## Work instructions
Copy the records below word for word, leaving out the pictures.

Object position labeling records
------
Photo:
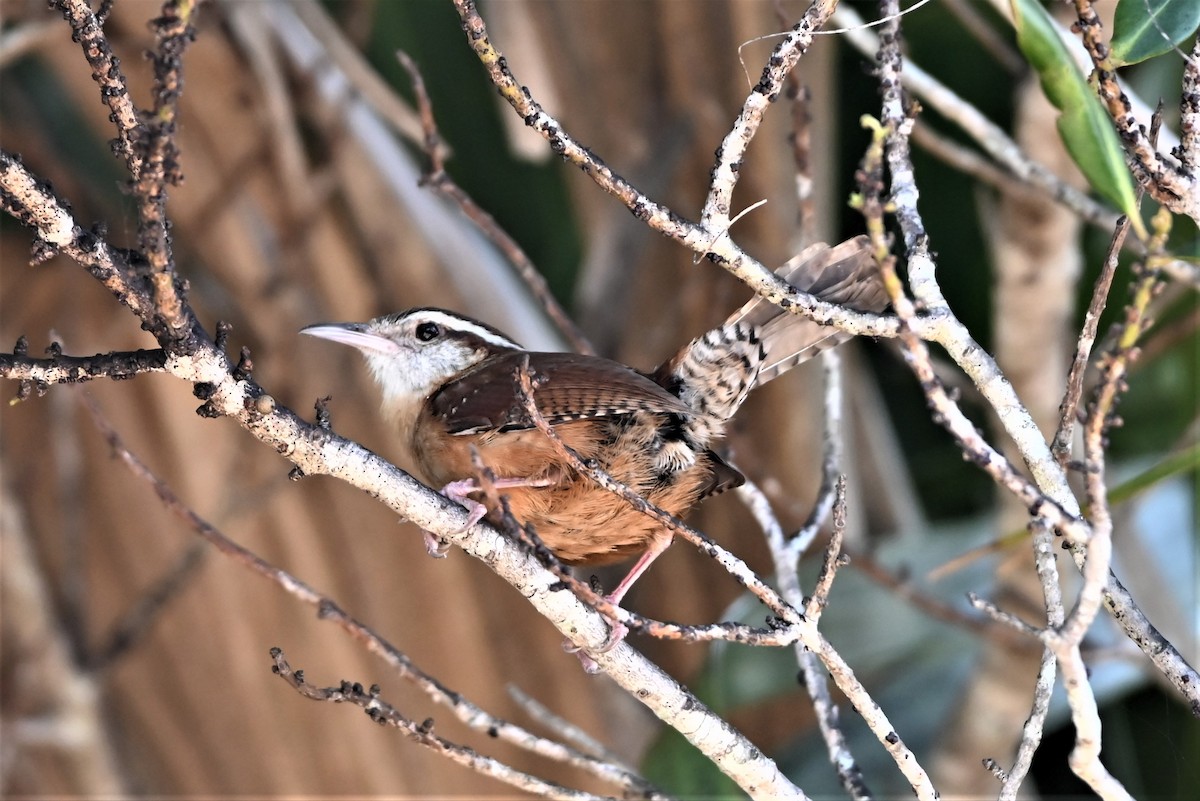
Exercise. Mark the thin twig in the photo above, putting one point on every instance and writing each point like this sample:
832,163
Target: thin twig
816,681
384,714
1068,410
691,235
328,609
441,181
------
## The reply
Photo:
Exercise. Mark the thin twig in the photo above, putting one point on every instance and writing each point like this sample:
832,163
Target: thin twig
816,681
384,714
1068,410
691,235
328,609
441,181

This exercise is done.